- Problem -
Extract every line starting at the line that contains "Expected behaviour: the pointer locates the soldier in" and ending with the final line of the data, inclusive; give only those lines, word for word.

- Input for this task -
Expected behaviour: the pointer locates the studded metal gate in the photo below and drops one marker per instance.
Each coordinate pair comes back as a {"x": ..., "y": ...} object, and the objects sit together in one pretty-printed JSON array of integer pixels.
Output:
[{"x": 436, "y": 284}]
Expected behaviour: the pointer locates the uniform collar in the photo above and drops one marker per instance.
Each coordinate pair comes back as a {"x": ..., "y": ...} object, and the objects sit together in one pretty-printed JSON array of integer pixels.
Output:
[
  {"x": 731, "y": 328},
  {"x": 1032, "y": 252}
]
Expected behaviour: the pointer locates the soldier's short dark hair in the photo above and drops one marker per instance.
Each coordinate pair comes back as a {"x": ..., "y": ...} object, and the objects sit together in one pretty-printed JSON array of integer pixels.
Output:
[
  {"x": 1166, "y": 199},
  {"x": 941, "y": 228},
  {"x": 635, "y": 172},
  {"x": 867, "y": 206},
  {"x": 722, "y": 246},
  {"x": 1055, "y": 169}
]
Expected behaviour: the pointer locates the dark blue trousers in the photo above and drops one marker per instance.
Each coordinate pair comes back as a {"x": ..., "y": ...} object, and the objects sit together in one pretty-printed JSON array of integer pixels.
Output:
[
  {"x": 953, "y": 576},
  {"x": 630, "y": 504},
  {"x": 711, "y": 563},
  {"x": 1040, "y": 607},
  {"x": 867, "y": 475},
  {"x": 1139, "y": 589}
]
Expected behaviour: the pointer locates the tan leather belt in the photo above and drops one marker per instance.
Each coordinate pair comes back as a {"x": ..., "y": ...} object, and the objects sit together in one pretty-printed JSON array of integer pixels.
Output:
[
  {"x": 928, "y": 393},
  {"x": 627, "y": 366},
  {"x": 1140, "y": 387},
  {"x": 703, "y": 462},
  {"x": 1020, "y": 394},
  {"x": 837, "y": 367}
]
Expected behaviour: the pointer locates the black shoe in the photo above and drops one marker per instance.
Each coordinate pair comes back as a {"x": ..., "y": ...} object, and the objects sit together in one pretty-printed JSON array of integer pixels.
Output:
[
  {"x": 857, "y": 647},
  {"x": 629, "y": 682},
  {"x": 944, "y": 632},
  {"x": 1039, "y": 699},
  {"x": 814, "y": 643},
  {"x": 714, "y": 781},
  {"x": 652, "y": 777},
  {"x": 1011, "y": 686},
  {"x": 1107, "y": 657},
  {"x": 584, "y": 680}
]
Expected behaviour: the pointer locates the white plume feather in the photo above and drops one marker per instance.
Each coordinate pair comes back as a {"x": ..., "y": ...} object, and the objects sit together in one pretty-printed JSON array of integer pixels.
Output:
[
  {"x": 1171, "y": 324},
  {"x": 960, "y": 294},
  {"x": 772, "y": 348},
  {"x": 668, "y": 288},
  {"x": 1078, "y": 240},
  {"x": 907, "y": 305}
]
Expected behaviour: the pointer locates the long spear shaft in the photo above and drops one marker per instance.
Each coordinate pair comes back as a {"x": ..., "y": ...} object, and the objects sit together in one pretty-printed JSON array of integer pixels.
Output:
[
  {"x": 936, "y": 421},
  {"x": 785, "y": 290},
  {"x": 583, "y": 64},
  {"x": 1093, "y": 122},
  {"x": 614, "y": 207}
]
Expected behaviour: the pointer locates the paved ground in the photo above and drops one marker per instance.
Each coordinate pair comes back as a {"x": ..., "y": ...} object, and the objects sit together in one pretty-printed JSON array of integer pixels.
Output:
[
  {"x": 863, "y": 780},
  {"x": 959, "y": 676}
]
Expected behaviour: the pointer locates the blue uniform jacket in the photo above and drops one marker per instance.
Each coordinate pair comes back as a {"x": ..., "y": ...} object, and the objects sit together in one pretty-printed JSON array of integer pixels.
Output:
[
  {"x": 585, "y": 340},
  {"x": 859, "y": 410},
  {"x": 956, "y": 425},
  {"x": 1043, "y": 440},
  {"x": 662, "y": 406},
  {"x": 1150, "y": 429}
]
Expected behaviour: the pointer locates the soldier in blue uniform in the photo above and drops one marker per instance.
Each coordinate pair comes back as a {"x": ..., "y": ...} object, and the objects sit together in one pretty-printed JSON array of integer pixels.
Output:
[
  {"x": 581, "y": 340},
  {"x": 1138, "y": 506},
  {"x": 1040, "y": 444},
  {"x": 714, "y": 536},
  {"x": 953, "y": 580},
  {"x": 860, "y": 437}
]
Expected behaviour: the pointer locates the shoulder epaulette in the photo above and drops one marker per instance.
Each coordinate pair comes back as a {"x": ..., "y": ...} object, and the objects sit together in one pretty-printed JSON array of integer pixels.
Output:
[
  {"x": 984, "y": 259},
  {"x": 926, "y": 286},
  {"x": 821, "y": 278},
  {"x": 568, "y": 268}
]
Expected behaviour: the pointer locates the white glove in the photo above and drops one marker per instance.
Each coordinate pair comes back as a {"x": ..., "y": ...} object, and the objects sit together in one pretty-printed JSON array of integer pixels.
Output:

- Answer to the problem -
Expected behaviour: the pointer locates the soldier in blue uniform in the photo above and drops one marker per instance.
Each coordinate pair comes back as a {"x": ..., "y": ...} object, and the objects sit together in one pretty-printed JSON array of integer pixels.
Output:
[
  {"x": 581, "y": 340},
  {"x": 1138, "y": 506},
  {"x": 1040, "y": 444},
  {"x": 714, "y": 536},
  {"x": 953, "y": 580},
  {"x": 860, "y": 437}
]
Expected behaviour: the pointer locates the shoulder epaulette in the photo above and drops one marker per instance.
Each coordinate pair comes back as a {"x": ..., "y": ...} object, and the objects sit together in one pretty-printed JSON array of integer pixels.
Output:
[
  {"x": 984, "y": 259},
  {"x": 926, "y": 286},
  {"x": 821, "y": 278},
  {"x": 568, "y": 268}
]
Expected behaviour: the pointer locates the white glove in the photo above and drops one marker per instance.
Each coordinate pair comes back as a {"x": ..., "y": ...} object, and the objects sit together in one pretty-printed JSON array of integer pixels.
Output:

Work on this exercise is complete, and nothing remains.